_Exercise instructions_:
Show the lines below that contain the string "water".

_Extracted records_:
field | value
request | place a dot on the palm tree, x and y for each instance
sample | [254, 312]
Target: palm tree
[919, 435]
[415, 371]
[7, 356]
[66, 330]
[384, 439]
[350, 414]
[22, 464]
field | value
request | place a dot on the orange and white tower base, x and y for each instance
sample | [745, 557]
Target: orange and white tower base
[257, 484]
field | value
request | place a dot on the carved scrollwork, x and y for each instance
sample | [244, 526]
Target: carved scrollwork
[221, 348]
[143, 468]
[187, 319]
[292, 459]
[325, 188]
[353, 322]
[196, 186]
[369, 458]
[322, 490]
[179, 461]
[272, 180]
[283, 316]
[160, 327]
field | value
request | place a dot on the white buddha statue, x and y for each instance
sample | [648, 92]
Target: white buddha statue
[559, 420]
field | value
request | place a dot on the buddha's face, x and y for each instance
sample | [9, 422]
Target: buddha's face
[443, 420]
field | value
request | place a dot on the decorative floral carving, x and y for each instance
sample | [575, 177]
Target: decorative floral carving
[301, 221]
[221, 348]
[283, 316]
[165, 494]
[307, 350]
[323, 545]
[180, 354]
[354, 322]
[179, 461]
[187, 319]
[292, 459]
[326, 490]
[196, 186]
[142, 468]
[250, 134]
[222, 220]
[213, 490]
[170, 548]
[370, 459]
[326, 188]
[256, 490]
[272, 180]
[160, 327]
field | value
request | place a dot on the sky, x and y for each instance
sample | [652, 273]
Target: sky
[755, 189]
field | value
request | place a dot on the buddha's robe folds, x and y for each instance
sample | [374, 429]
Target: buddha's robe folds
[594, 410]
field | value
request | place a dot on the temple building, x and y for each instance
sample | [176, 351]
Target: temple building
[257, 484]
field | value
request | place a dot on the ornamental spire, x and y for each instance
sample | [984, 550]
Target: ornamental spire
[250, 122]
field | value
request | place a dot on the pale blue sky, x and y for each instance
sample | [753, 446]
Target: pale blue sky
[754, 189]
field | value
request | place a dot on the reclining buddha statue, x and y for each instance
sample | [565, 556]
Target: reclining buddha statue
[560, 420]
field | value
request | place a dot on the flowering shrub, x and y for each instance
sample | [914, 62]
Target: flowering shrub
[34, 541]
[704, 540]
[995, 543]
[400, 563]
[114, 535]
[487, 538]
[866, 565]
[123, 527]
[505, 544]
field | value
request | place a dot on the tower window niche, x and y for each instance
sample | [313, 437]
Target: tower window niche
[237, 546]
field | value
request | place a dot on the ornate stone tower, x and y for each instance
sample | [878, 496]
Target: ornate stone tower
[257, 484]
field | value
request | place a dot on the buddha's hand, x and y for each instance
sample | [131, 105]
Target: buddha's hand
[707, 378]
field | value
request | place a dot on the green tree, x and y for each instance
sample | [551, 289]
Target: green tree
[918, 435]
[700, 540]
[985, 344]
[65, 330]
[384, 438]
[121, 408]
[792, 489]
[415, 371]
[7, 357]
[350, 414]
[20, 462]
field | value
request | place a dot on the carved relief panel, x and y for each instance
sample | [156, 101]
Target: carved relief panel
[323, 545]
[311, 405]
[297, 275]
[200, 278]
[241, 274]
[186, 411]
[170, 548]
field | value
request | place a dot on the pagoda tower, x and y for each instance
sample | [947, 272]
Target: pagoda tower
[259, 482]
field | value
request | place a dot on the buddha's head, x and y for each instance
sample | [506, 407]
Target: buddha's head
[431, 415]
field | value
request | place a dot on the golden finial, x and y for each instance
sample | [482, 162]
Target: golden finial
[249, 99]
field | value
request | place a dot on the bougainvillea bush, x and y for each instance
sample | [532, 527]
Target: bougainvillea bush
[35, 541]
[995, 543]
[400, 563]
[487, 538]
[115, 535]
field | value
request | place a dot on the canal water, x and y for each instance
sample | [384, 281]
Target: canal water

_Task result_:
request | place a dot on the canal water, x and y for each instance
Target: canal water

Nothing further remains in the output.